WORK TO DO -
Return each line of the data below that contains the word "green".

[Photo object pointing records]
>> start

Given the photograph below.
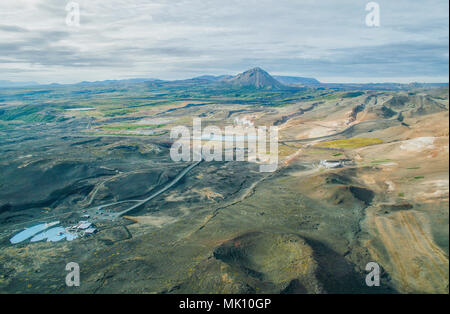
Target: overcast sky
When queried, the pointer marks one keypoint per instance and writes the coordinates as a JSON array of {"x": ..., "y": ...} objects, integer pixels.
[{"x": 328, "y": 40}]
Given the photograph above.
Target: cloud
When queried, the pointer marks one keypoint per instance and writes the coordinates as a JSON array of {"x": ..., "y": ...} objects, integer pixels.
[{"x": 184, "y": 38}]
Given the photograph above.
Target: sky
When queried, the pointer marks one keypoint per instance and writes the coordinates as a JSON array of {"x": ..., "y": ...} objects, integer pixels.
[{"x": 178, "y": 39}]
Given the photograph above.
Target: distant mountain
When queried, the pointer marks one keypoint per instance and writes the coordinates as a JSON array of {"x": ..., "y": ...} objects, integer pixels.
[
  {"x": 106, "y": 82},
  {"x": 17, "y": 84},
  {"x": 256, "y": 78},
  {"x": 288, "y": 80},
  {"x": 213, "y": 78}
]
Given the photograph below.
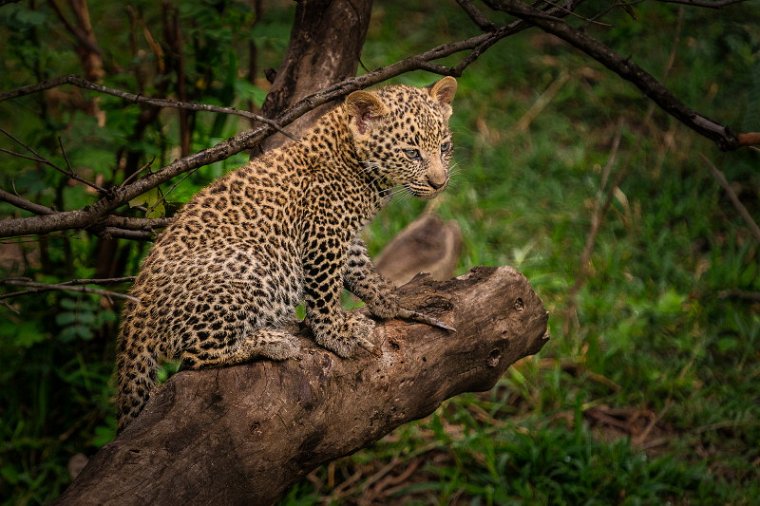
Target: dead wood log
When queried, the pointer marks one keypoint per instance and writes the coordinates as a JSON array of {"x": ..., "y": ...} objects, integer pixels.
[{"x": 243, "y": 434}]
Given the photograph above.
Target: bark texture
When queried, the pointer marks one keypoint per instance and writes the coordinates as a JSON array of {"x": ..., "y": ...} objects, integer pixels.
[
  {"x": 325, "y": 44},
  {"x": 243, "y": 434}
]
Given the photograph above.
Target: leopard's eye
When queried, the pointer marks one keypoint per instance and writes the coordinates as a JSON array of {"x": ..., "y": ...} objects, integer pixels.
[{"x": 412, "y": 154}]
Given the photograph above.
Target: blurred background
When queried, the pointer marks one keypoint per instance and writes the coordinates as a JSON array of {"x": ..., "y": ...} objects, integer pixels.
[{"x": 648, "y": 392}]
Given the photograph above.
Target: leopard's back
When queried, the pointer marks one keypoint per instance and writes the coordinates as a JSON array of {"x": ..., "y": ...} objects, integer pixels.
[{"x": 222, "y": 280}]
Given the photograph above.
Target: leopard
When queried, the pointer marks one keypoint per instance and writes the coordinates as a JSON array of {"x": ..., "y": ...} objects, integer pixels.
[{"x": 221, "y": 283}]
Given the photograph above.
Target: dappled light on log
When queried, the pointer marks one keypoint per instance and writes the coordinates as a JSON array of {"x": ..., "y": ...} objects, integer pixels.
[{"x": 243, "y": 434}]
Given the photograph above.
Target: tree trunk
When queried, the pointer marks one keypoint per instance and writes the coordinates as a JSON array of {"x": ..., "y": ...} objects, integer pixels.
[
  {"x": 325, "y": 43},
  {"x": 243, "y": 434}
]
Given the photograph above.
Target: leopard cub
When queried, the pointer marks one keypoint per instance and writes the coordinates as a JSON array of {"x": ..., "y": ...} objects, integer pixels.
[{"x": 221, "y": 282}]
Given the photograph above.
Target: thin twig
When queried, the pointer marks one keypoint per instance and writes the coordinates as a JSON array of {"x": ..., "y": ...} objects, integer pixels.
[
  {"x": 651, "y": 87},
  {"x": 24, "y": 204},
  {"x": 717, "y": 174},
  {"x": 716, "y": 4},
  {"x": 41, "y": 159},
  {"x": 35, "y": 287},
  {"x": 138, "y": 99}
]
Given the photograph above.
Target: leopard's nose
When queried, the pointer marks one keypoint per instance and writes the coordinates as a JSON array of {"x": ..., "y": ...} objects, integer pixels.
[{"x": 436, "y": 181}]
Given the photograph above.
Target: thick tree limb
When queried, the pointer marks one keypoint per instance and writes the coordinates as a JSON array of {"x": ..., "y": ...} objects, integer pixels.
[
  {"x": 243, "y": 434},
  {"x": 95, "y": 214},
  {"x": 325, "y": 44}
]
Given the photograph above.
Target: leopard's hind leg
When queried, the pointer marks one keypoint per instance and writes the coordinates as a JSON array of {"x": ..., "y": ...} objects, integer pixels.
[{"x": 262, "y": 342}]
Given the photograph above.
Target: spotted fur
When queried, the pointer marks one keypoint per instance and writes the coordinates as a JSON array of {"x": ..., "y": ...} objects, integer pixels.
[{"x": 221, "y": 282}]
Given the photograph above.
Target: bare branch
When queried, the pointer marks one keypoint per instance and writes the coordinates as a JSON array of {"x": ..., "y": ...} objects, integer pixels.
[
  {"x": 138, "y": 99},
  {"x": 41, "y": 159},
  {"x": 721, "y": 135},
  {"x": 97, "y": 212},
  {"x": 69, "y": 286},
  {"x": 24, "y": 204},
  {"x": 715, "y": 4}
]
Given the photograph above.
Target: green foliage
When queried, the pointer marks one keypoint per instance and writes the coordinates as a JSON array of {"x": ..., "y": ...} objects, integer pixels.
[{"x": 659, "y": 341}]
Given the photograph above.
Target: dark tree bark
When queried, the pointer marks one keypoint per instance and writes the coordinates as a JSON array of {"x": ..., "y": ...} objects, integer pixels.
[
  {"x": 243, "y": 434},
  {"x": 325, "y": 45}
]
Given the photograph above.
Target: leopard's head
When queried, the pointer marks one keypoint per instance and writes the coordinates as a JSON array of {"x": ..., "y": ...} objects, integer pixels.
[{"x": 401, "y": 135}]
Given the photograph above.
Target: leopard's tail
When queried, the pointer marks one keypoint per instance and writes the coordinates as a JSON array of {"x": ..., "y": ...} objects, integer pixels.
[{"x": 136, "y": 370}]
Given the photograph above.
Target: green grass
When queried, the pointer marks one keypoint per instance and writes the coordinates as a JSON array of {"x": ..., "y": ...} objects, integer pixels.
[
  {"x": 654, "y": 346},
  {"x": 648, "y": 392}
]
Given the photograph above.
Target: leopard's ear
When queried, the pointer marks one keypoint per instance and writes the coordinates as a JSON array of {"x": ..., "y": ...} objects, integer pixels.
[
  {"x": 443, "y": 91},
  {"x": 364, "y": 108}
]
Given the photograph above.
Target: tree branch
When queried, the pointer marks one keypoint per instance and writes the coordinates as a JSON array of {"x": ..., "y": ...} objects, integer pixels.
[
  {"x": 714, "y": 4},
  {"x": 137, "y": 99},
  {"x": 721, "y": 135},
  {"x": 547, "y": 20},
  {"x": 243, "y": 434},
  {"x": 75, "y": 285}
]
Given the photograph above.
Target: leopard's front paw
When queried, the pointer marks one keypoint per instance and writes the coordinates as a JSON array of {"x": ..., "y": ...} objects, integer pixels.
[
  {"x": 385, "y": 307},
  {"x": 346, "y": 337}
]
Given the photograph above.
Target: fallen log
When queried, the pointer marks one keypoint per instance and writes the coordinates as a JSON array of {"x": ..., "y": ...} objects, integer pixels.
[{"x": 243, "y": 434}]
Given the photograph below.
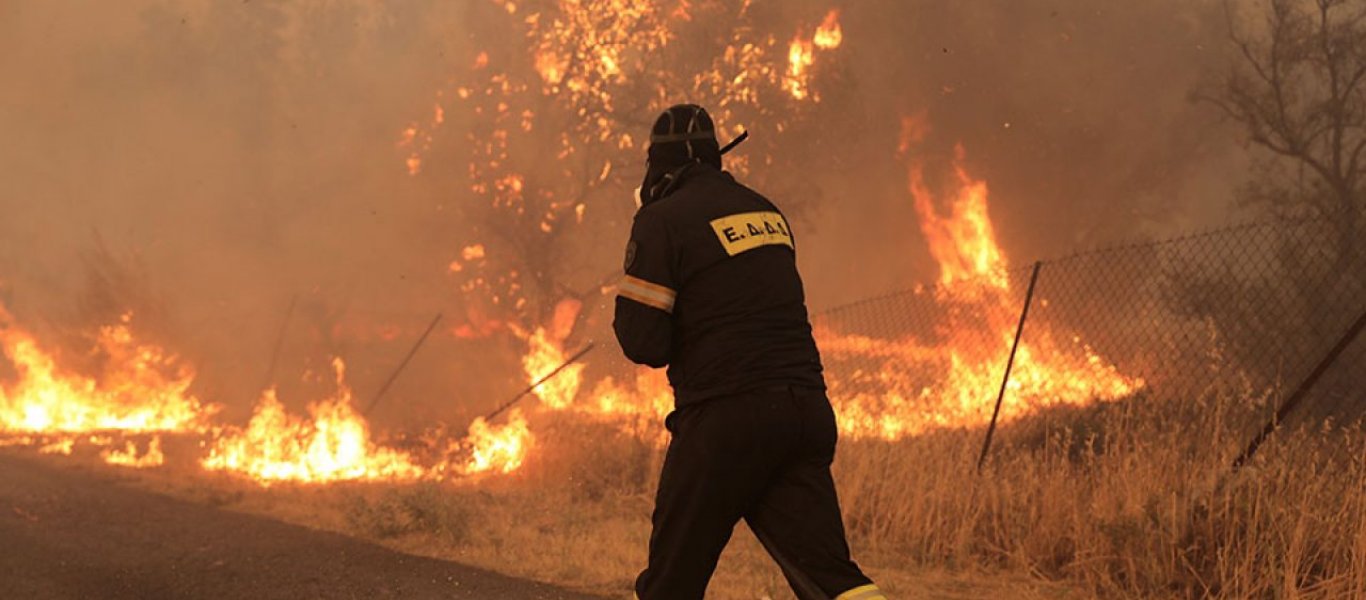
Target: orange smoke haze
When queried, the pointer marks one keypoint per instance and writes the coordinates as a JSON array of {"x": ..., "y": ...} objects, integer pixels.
[{"x": 228, "y": 201}]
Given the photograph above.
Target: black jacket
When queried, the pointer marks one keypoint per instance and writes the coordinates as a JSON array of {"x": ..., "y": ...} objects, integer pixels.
[{"x": 712, "y": 291}]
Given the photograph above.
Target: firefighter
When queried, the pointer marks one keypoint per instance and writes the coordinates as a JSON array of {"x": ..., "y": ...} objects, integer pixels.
[{"x": 712, "y": 291}]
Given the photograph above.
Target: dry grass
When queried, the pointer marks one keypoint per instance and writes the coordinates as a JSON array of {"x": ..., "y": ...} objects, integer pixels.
[{"x": 1122, "y": 500}]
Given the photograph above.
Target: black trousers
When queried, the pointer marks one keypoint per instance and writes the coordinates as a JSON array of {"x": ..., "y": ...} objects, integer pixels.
[{"x": 764, "y": 457}]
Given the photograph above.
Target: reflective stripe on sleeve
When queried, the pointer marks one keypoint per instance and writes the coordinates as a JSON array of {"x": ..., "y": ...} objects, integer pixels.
[
  {"x": 648, "y": 294},
  {"x": 863, "y": 592}
]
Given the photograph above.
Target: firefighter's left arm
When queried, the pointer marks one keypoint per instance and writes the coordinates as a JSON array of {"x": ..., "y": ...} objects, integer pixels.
[{"x": 644, "y": 319}]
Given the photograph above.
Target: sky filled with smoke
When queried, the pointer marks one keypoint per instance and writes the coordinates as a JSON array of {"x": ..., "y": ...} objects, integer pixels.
[{"x": 211, "y": 161}]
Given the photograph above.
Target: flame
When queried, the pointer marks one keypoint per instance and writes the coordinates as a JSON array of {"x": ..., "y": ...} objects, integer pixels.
[
  {"x": 141, "y": 388},
  {"x": 547, "y": 353},
  {"x": 952, "y": 380},
  {"x": 801, "y": 55},
  {"x": 963, "y": 243},
  {"x": 129, "y": 455},
  {"x": 829, "y": 34},
  {"x": 497, "y": 448},
  {"x": 332, "y": 444}
]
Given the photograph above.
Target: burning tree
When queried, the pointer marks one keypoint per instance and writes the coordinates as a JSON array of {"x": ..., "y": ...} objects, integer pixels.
[
  {"x": 1299, "y": 92},
  {"x": 555, "y": 131}
]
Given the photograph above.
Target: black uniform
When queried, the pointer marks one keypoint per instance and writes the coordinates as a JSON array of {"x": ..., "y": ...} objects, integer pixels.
[{"x": 712, "y": 291}]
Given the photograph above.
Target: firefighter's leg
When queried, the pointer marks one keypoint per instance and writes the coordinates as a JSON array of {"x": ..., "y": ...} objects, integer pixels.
[
  {"x": 798, "y": 517},
  {"x": 712, "y": 470}
]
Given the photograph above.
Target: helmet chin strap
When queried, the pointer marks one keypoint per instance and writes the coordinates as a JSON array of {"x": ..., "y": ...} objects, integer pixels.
[
  {"x": 671, "y": 178},
  {"x": 739, "y": 138}
]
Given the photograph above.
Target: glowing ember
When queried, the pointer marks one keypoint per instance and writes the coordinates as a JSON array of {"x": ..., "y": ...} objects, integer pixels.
[
  {"x": 141, "y": 388},
  {"x": 332, "y": 444}
]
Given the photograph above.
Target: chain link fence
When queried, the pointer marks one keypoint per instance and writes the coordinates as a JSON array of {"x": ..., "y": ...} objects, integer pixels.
[{"x": 1250, "y": 309}]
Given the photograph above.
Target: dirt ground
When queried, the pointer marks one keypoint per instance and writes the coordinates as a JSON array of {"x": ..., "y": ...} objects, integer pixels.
[{"x": 70, "y": 532}]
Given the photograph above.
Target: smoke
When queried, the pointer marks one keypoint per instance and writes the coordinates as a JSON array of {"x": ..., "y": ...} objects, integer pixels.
[{"x": 237, "y": 156}]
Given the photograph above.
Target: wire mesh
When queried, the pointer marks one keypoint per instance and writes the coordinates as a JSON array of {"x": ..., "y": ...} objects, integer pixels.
[{"x": 1251, "y": 308}]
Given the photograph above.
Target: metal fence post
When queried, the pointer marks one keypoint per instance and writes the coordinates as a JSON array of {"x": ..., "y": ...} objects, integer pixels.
[
  {"x": 1355, "y": 328},
  {"x": 1010, "y": 362}
]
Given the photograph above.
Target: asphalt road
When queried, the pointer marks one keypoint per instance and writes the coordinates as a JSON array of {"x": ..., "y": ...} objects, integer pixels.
[{"x": 68, "y": 533}]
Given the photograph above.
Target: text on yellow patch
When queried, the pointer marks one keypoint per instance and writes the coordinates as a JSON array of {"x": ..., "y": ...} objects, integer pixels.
[{"x": 750, "y": 230}]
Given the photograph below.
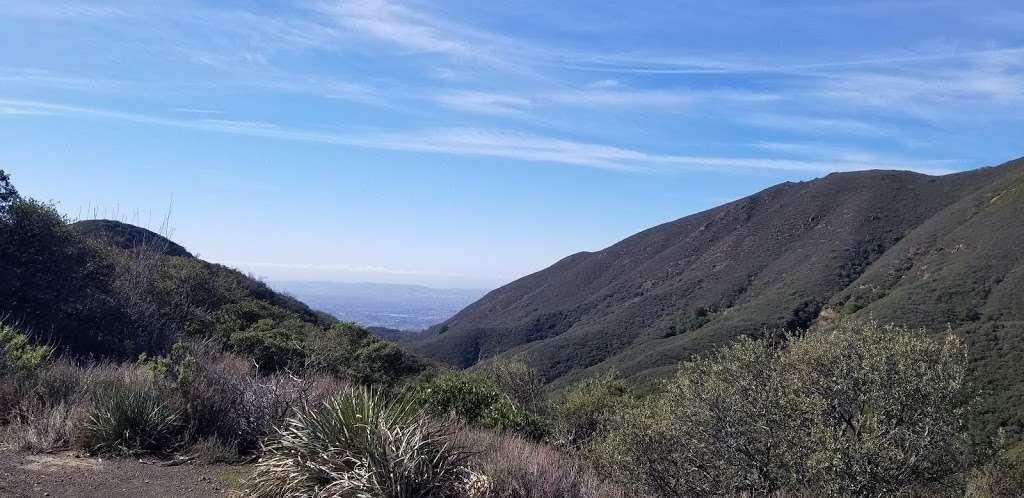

>> end

FINAL ANSWER -
Target: green foliage
Target: green grass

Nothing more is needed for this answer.